:: Texto da página ::
4. O diálogo social como contribuição para a paz
238. A evangelização implica também um caminho de diálogo. Neste momento,
existem sobretudo três campos de diálogo onde a Igreja deve estar presente,
cumprindo um serviço a favor do pleno desenvolvimento do ser humano e
procurando o bem comum: o diálogo com os Estados, com a sociedade – que inclui
o diálogo com as culturas e as ciências – e com os outros crentes que não fazem
parte da Igreja Católica. Em todos os casos, «a Igreja fala a partir da luz que
a fé lhe dá», oferece a sua experiência de dois mil anos e conserva sempre na
memória as vidas e sofrimentos dos seres humanos. Isto ultrapassa a razão
humana, mas também tem um significado que pode enriquecer a quantos não creem e
convida a razão a alargar as suas perspectivas.
239. A Igreja proclama o «evangelho da paz» (Ef 6, 15) e está aberta à
colaboração com todas as autoridades nacionais e internacionais para cuidar
deste bem universal tão grande. Ao anunciar Jesus Cristo, que é a paz em pessoa
(cf. Ef 2, 14), a nova evangelização incentiva todo o batizado a ser
instrumento de pacificação e testemunha credível duma vida reconciliada. É hora
de saber como projetar, numa cultura que privilegie o diálogo como forma de
encontro, a busca de consenso e de acordos mas sem a separar da preocupação por
uma sociedade justa, capaz de memória e sem exclusões. O autor principal, o
sujeito histórico deste processo, é a gente e a sua cultura, não uma classe,
uma fracção, um grupo, uma elite. Não precisamos de um projeto de poucos para
poucos, ou de uma minoria esclarecida ou testemunhal que se aproprie de um
sentimento coletivo. Trata-se de um acordo para viver juntos, de um pacto
social e cultural.

:: Enunciado A ::
Quantas linhas da listagem abaixo contêm a palavra "fingers"? Responda apenas com o número.

:: Dados de entrada ::
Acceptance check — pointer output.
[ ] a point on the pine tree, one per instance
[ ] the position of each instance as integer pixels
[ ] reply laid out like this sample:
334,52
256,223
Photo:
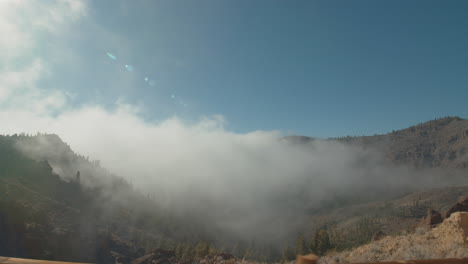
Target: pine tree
301,248
320,243
287,255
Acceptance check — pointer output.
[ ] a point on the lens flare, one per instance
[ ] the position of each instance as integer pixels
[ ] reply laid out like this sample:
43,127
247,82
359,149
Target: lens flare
112,56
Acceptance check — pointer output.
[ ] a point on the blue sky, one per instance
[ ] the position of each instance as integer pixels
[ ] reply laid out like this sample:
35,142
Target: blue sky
317,68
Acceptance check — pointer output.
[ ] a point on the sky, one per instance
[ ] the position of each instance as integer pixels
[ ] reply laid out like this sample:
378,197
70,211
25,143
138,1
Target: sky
315,68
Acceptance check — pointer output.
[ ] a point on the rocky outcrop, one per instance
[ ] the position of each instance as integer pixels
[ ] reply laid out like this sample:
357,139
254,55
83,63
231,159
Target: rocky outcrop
158,256
460,206
162,256
378,235
447,240
113,249
432,218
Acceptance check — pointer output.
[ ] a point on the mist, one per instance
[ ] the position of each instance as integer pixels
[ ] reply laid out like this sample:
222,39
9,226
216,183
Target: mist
257,184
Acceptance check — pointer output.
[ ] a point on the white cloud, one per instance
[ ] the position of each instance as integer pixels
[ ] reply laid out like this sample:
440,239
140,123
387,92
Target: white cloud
21,22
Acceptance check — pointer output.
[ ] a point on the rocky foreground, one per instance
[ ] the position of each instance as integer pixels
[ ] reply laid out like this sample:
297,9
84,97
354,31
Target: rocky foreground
446,240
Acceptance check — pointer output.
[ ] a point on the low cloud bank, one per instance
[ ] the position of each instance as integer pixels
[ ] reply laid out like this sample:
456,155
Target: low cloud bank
251,184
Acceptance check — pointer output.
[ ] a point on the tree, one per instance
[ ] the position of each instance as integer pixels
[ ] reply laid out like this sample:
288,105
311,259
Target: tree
202,249
287,255
301,248
320,243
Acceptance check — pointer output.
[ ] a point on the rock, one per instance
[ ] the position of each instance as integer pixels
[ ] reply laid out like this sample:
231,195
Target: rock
378,235
225,256
307,259
432,218
113,249
460,206
158,256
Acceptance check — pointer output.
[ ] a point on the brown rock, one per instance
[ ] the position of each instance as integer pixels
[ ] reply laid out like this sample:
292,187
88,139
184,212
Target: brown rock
378,235
307,259
461,206
433,218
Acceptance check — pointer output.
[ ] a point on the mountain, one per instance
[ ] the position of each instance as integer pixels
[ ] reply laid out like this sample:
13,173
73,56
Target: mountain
85,214
53,201
438,143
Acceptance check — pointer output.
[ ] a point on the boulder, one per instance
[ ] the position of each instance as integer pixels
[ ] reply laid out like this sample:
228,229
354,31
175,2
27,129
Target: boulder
460,206
432,218
307,259
378,235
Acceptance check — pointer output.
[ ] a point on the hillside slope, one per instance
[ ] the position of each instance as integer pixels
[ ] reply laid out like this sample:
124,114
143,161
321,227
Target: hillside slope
448,240
438,143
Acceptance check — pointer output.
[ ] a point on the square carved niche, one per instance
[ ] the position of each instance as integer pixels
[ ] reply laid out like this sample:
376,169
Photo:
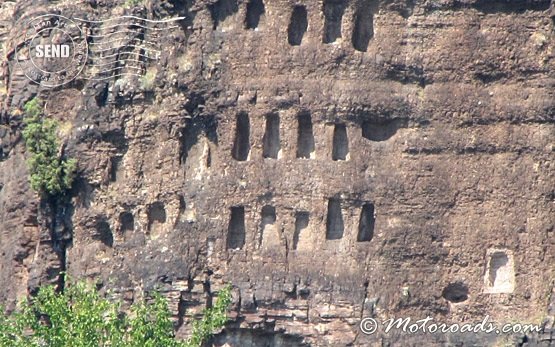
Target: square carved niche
500,272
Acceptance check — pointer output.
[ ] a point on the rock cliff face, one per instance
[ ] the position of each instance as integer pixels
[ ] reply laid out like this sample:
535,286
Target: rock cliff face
333,160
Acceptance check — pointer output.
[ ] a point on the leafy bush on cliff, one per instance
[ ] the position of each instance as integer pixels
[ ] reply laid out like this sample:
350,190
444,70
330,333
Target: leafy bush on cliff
50,174
81,317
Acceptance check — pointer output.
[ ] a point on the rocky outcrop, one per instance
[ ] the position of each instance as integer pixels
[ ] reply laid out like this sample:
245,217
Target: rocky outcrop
332,161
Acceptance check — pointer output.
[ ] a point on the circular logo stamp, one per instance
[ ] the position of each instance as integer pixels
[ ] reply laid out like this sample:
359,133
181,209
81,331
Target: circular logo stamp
54,50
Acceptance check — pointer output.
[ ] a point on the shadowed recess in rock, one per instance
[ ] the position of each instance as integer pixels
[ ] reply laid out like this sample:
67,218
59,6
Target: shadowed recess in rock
126,222
301,223
195,140
510,6
363,29
366,223
257,338
156,215
305,136
333,15
104,233
241,144
221,10
255,10
236,228
268,221
382,130
340,148
501,273
334,221
455,292
271,142
297,26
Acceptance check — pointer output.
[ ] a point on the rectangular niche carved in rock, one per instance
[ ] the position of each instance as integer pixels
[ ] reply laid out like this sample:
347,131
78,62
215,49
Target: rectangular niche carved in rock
126,222
271,145
236,228
241,144
363,29
156,216
268,229
340,150
255,10
382,130
333,14
301,224
366,223
297,26
221,10
334,221
305,137
500,272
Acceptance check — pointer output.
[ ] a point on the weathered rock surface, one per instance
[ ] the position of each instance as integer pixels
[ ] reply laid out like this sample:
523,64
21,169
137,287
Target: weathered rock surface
440,201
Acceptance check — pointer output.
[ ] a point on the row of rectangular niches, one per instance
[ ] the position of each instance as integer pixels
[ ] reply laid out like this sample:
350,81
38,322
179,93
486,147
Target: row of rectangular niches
361,21
306,149
335,226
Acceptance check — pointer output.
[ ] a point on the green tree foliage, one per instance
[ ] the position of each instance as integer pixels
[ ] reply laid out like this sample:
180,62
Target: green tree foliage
81,317
50,174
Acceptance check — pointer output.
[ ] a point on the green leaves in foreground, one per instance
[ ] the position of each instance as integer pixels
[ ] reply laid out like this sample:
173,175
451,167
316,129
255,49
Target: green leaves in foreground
81,317
50,174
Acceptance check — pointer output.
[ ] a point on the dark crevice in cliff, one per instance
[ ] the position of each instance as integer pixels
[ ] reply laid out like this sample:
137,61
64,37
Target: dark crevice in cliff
382,130
340,143
297,25
241,144
255,10
510,6
366,223
126,222
156,216
301,223
268,220
363,28
334,220
104,232
305,136
221,10
271,141
257,337
333,15
236,228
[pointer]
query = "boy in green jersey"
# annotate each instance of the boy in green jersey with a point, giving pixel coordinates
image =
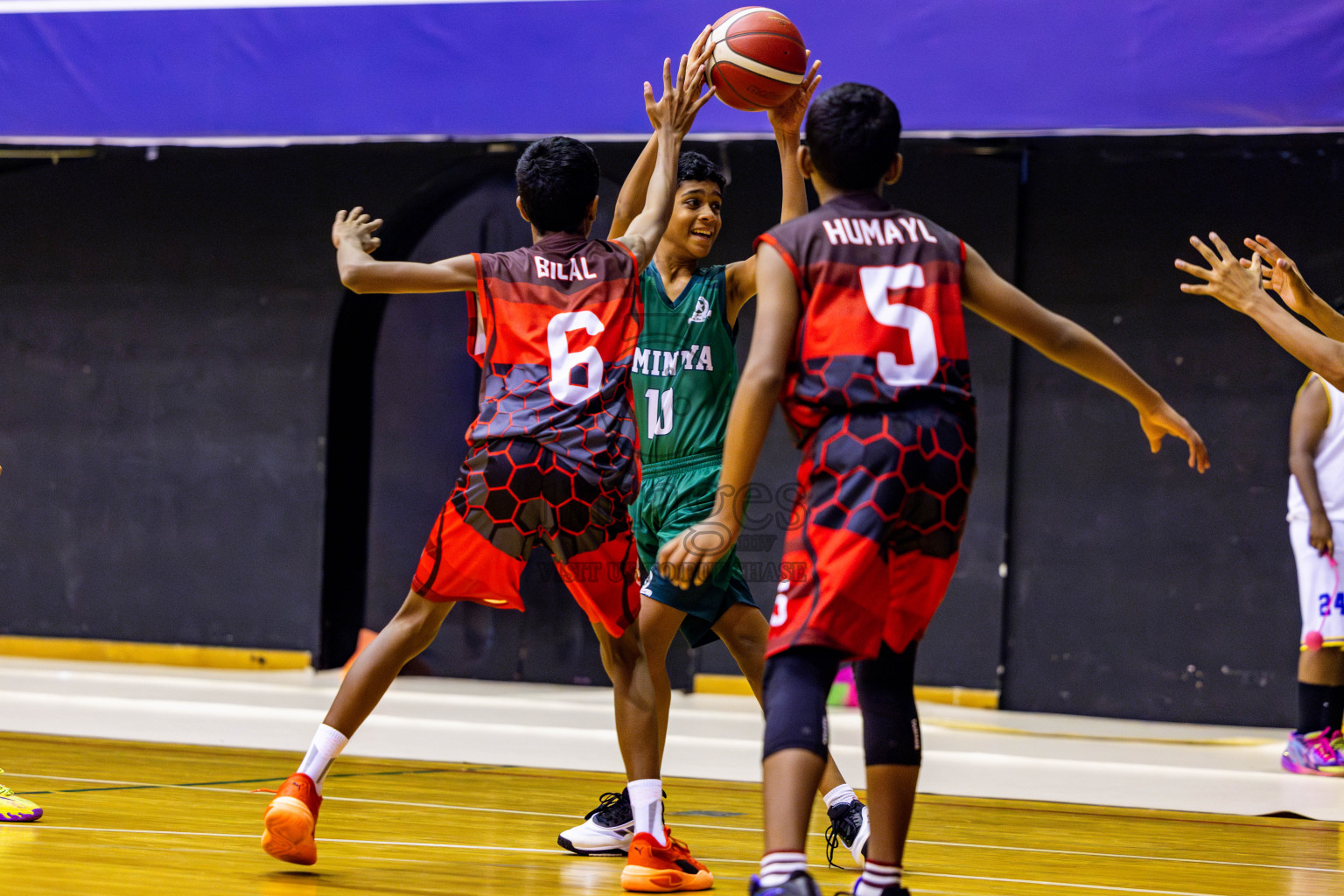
(682, 383)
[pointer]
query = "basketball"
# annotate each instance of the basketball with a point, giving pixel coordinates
(759, 58)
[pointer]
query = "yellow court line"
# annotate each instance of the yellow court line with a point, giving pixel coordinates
(162, 654)
(738, 687)
(1071, 735)
(683, 823)
(561, 852)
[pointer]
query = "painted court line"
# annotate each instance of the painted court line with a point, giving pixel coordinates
(684, 823)
(559, 852)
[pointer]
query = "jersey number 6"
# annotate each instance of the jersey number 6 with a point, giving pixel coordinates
(878, 285)
(564, 360)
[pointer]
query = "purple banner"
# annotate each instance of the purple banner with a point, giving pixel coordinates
(218, 72)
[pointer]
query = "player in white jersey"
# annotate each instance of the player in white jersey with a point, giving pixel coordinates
(1316, 491)
(1314, 514)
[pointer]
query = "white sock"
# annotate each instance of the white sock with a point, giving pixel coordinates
(327, 745)
(877, 878)
(842, 794)
(777, 866)
(647, 803)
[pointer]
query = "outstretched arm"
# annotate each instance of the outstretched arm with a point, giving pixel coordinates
(629, 202)
(354, 238)
(1239, 289)
(1283, 276)
(690, 557)
(672, 117)
(787, 121)
(1070, 346)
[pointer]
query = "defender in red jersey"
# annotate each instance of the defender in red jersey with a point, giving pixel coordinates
(553, 452)
(859, 335)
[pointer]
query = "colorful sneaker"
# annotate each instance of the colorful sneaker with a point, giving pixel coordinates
(17, 808)
(897, 890)
(290, 820)
(606, 830)
(1312, 755)
(848, 826)
(800, 884)
(652, 868)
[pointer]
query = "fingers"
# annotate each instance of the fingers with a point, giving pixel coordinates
(1198, 452)
(707, 97)
(1210, 256)
(1225, 253)
(1194, 270)
(1263, 250)
(1269, 245)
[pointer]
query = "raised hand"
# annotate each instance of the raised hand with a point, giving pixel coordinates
(1163, 421)
(789, 115)
(1281, 274)
(682, 98)
(356, 226)
(1228, 281)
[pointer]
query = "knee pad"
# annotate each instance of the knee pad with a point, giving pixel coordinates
(796, 687)
(886, 690)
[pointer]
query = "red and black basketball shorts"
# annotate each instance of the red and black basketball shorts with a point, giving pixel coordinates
(875, 529)
(511, 496)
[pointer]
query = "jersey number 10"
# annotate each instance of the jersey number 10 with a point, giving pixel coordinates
(878, 285)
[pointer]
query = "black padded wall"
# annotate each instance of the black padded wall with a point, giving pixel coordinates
(1136, 587)
(164, 335)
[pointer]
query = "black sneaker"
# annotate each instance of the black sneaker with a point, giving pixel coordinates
(800, 884)
(606, 830)
(848, 826)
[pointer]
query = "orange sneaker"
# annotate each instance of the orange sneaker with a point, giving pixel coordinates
(652, 868)
(290, 820)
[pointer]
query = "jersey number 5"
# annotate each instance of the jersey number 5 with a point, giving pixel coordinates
(564, 360)
(878, 284)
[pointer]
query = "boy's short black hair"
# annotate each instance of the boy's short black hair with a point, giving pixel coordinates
(694, 165)
(556, 180)
(854, 132)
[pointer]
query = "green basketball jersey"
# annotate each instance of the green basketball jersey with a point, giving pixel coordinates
(686, 367)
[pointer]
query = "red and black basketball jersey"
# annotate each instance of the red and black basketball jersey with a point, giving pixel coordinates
(880, 321)
(558, 328)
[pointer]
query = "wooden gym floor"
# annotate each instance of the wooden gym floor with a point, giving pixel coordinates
(165, 820)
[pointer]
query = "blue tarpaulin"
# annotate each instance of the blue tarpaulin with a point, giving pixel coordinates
(160, 70)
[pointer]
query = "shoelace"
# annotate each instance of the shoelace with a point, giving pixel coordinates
(832, 845)
(835, 841)
(608, 803)
(1324, 748)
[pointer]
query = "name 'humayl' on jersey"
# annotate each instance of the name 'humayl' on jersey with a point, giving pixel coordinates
(558, 324)
(880, 316)
(686, 367)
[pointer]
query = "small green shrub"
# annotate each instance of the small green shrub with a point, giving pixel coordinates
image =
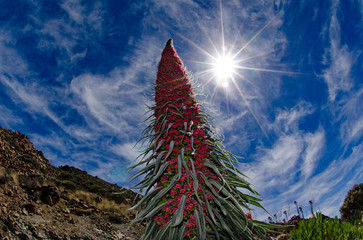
(353, 204)
(332, 229)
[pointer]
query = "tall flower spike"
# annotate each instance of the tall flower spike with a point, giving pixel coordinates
(190, 180)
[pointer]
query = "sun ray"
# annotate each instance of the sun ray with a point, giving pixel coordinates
(271, 70)
(250, 110)
(251, 40)
(222, 27)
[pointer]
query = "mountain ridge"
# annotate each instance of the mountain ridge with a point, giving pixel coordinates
(40, 201)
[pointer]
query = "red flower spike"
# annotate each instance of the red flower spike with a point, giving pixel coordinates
(190, 171)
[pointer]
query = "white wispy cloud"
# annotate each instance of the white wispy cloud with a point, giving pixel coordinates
(338, 58)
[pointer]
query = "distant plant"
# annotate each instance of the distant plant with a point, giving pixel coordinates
(190, 181)
(332, 229)
(352, 207)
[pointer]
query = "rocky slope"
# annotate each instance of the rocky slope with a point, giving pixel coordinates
(40, 201)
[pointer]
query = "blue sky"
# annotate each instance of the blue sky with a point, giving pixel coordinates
(75, 77)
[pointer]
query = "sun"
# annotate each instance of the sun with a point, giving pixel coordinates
(224, 67)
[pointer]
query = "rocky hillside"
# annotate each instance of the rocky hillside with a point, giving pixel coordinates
(40, 201)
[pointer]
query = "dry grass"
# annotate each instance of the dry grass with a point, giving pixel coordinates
(92, 199)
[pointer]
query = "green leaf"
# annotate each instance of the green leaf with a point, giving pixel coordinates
(156, 210)
(199, 226)
(162, 233)
(145, 198)
(158, 160)
(178, 217)
(150, 230)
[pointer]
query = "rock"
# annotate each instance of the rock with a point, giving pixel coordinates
(66, 211)
(283, 237)
(5, 179)
(117, 218)
(30, 207)
(24, 212)
(50, 195)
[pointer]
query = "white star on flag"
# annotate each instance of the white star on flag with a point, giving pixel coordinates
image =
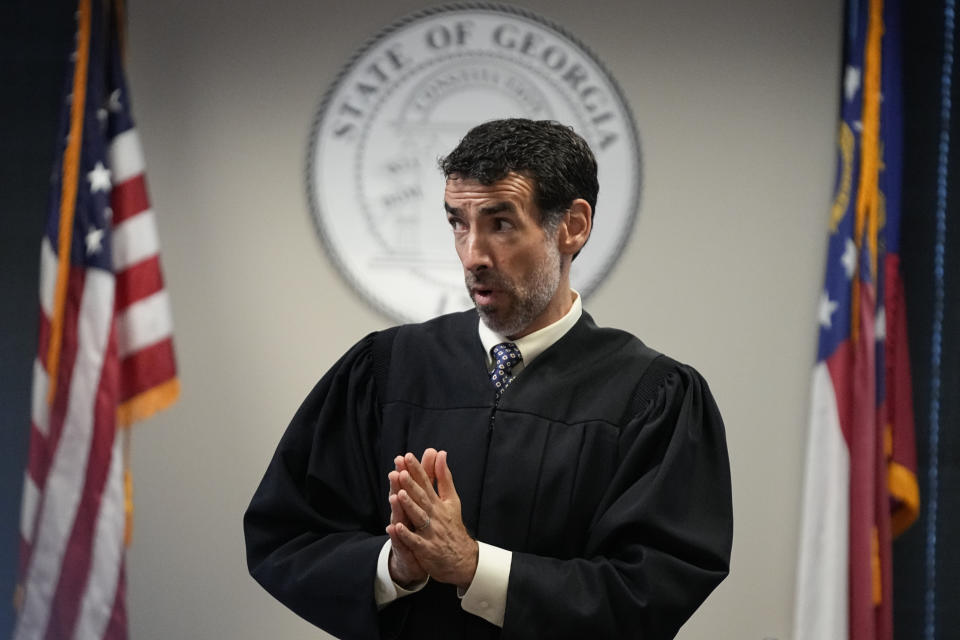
(114, 101)
(849, 258)
(94, 240)
(99, 178)
(851, 82)
(827, 307)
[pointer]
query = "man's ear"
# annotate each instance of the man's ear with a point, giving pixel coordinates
(575, 227)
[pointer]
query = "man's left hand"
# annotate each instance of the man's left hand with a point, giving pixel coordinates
(440, 541)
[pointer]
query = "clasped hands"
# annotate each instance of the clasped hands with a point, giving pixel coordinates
(426, 530)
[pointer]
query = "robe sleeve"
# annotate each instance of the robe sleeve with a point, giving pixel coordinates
(659, 541)
(314, 528)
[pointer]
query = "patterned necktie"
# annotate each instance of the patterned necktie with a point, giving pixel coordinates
(505, 356)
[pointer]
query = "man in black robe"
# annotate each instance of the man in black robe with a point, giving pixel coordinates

:: Enunciado B ::
Segundo o texto sobre o diálogo social, quais são os três campos de diálogo em que a Igreja deve estar presente?

:: Resposta esperada A ::
2

:: Resposta esperada B ::
O diálogo com os Estados, com a sociedade (que inclui as culturas e as ciências) e com os outros crentes que não fazem parte da Igreja Católica.